*Work to be completed:* After locating the line that holds "Detect blurred crowd", transcribe it and each following line to the end of the records, changing nothing and adding nothing.

*Records for the task:*
■ ■ ■
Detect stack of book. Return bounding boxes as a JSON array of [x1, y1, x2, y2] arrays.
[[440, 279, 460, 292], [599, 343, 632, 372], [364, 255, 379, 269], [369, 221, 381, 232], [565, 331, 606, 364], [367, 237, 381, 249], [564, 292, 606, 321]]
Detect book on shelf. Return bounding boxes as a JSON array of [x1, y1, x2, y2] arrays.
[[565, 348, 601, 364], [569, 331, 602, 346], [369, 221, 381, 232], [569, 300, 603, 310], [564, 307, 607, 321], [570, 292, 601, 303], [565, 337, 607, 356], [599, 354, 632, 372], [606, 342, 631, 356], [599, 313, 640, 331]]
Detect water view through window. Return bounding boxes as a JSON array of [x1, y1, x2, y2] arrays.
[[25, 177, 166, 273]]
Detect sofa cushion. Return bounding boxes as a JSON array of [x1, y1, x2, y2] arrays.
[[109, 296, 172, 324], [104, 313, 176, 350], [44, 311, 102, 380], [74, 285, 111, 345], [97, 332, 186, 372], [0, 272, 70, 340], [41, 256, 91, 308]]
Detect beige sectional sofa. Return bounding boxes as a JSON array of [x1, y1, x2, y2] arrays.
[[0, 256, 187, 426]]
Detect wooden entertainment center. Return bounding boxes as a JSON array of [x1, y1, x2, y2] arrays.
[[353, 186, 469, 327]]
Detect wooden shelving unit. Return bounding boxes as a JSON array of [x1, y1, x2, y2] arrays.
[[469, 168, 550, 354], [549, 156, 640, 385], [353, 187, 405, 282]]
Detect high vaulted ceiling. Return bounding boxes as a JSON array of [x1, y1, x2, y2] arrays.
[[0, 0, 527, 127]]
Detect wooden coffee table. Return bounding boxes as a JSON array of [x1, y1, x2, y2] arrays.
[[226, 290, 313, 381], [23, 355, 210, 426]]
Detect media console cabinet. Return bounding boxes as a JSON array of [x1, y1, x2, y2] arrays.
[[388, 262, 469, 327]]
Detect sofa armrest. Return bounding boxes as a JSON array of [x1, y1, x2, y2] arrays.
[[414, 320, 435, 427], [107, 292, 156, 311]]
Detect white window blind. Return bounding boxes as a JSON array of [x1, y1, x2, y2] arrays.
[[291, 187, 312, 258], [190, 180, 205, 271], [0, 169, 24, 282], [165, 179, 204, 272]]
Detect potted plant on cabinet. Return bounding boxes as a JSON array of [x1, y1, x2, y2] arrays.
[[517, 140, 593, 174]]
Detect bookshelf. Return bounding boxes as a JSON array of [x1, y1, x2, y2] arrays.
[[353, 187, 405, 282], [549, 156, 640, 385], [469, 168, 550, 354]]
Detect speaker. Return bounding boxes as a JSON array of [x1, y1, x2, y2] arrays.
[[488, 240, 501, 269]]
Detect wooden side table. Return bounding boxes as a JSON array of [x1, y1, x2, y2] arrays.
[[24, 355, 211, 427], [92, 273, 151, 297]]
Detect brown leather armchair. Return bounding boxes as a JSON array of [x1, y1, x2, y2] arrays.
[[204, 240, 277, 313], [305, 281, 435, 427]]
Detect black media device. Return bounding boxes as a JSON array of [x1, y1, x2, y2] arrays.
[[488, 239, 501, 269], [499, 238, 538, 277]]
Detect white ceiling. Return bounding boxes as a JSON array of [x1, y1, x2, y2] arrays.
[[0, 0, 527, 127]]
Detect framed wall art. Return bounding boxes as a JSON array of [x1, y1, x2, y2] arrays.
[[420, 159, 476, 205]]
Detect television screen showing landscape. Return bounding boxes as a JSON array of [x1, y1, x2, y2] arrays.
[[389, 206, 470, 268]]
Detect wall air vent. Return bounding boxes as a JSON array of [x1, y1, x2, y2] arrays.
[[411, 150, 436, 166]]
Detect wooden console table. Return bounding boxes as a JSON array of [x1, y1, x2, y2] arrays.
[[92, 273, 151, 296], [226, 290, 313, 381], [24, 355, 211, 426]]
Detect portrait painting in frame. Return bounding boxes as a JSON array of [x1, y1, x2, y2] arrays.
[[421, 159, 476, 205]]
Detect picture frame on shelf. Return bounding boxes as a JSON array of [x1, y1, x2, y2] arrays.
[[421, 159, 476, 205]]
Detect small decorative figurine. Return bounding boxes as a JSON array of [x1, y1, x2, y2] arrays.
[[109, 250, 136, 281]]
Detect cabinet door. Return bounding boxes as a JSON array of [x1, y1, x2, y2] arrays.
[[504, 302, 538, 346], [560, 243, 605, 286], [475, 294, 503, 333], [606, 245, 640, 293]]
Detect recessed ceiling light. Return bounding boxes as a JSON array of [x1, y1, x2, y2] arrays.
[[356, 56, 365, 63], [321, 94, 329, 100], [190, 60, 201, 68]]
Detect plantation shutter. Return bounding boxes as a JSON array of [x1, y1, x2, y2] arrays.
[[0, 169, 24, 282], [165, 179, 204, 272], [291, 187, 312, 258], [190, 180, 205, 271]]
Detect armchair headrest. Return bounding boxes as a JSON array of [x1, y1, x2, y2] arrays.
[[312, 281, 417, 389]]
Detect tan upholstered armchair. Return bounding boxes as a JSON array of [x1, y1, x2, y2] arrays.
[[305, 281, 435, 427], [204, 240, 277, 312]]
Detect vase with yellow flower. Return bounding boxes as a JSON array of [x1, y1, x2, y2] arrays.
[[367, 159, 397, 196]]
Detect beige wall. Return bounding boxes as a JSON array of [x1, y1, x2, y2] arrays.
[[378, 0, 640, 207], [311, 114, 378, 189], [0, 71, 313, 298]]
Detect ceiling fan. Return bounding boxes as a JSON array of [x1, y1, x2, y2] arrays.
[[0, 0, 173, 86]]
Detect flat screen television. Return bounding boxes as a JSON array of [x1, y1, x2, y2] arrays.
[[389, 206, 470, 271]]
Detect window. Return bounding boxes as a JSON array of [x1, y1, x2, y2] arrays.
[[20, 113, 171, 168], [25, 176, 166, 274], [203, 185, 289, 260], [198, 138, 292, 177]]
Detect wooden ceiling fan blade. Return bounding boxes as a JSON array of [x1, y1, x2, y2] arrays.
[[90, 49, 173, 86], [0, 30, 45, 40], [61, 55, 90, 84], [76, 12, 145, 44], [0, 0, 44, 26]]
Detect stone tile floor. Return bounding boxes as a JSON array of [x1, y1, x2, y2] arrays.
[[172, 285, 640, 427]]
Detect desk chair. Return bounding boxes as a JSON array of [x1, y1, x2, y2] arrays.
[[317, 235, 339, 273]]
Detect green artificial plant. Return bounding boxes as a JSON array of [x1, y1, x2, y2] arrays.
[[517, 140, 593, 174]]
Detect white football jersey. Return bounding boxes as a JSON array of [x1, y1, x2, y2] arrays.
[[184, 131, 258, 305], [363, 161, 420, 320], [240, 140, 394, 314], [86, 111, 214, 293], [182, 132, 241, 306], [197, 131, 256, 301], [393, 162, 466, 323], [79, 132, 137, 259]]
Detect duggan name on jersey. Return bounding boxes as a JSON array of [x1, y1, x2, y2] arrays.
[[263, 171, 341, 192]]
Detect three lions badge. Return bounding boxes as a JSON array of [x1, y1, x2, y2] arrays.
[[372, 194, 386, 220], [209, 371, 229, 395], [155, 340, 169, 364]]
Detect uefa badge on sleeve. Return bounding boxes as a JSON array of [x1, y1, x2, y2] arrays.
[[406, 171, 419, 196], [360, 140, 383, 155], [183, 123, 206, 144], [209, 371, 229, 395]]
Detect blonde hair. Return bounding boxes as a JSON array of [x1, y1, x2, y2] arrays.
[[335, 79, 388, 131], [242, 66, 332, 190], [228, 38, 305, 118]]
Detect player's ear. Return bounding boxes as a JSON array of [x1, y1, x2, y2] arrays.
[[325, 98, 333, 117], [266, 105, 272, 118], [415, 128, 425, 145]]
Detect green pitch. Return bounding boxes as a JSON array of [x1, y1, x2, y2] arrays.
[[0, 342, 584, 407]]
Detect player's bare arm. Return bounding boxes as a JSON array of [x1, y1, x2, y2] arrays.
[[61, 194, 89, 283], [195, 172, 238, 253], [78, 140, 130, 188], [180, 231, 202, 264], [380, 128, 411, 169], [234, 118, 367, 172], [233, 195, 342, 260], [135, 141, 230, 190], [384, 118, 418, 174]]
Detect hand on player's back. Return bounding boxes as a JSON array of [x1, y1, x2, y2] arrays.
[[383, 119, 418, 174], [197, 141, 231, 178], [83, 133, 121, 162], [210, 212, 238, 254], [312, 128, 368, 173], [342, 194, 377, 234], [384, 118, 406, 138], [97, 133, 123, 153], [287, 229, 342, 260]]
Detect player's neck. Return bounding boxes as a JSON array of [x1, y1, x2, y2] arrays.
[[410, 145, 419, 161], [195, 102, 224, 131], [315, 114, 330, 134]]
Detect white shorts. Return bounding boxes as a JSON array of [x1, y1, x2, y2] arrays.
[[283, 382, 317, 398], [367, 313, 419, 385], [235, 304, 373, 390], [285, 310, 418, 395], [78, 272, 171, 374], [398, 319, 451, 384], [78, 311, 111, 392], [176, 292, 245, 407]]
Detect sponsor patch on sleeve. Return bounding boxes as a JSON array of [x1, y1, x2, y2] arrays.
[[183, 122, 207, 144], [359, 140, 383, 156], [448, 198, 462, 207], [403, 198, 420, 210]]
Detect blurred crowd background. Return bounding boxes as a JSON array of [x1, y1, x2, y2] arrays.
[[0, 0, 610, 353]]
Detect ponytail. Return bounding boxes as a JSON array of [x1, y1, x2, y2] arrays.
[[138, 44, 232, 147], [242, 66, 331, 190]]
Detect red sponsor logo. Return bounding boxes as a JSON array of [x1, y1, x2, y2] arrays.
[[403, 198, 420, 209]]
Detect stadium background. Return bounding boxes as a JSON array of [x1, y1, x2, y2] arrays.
■ ■ ■
*Answer:*
Detect blurred crowd background. Return bounding boxes as a JSON array of [x1, y1, x2, y2] arrays.
[[0, 0, 610, 353]]
Detect ponytail. Return bounding boxes as a JSON array of [x1, y1, x2, y2] arrays.
[[138, 44, 232, 147], [242, 66, 331, 190]]
Detect red sponsor logo. Return bounding boxes as a JSON array of [x1, y1, x2, y2] arrays.
[[403, 198, 420, 209]]
Detect stadium background. Return bounding boxes as a JSON array of [x1, y1, x2, y2] arrays.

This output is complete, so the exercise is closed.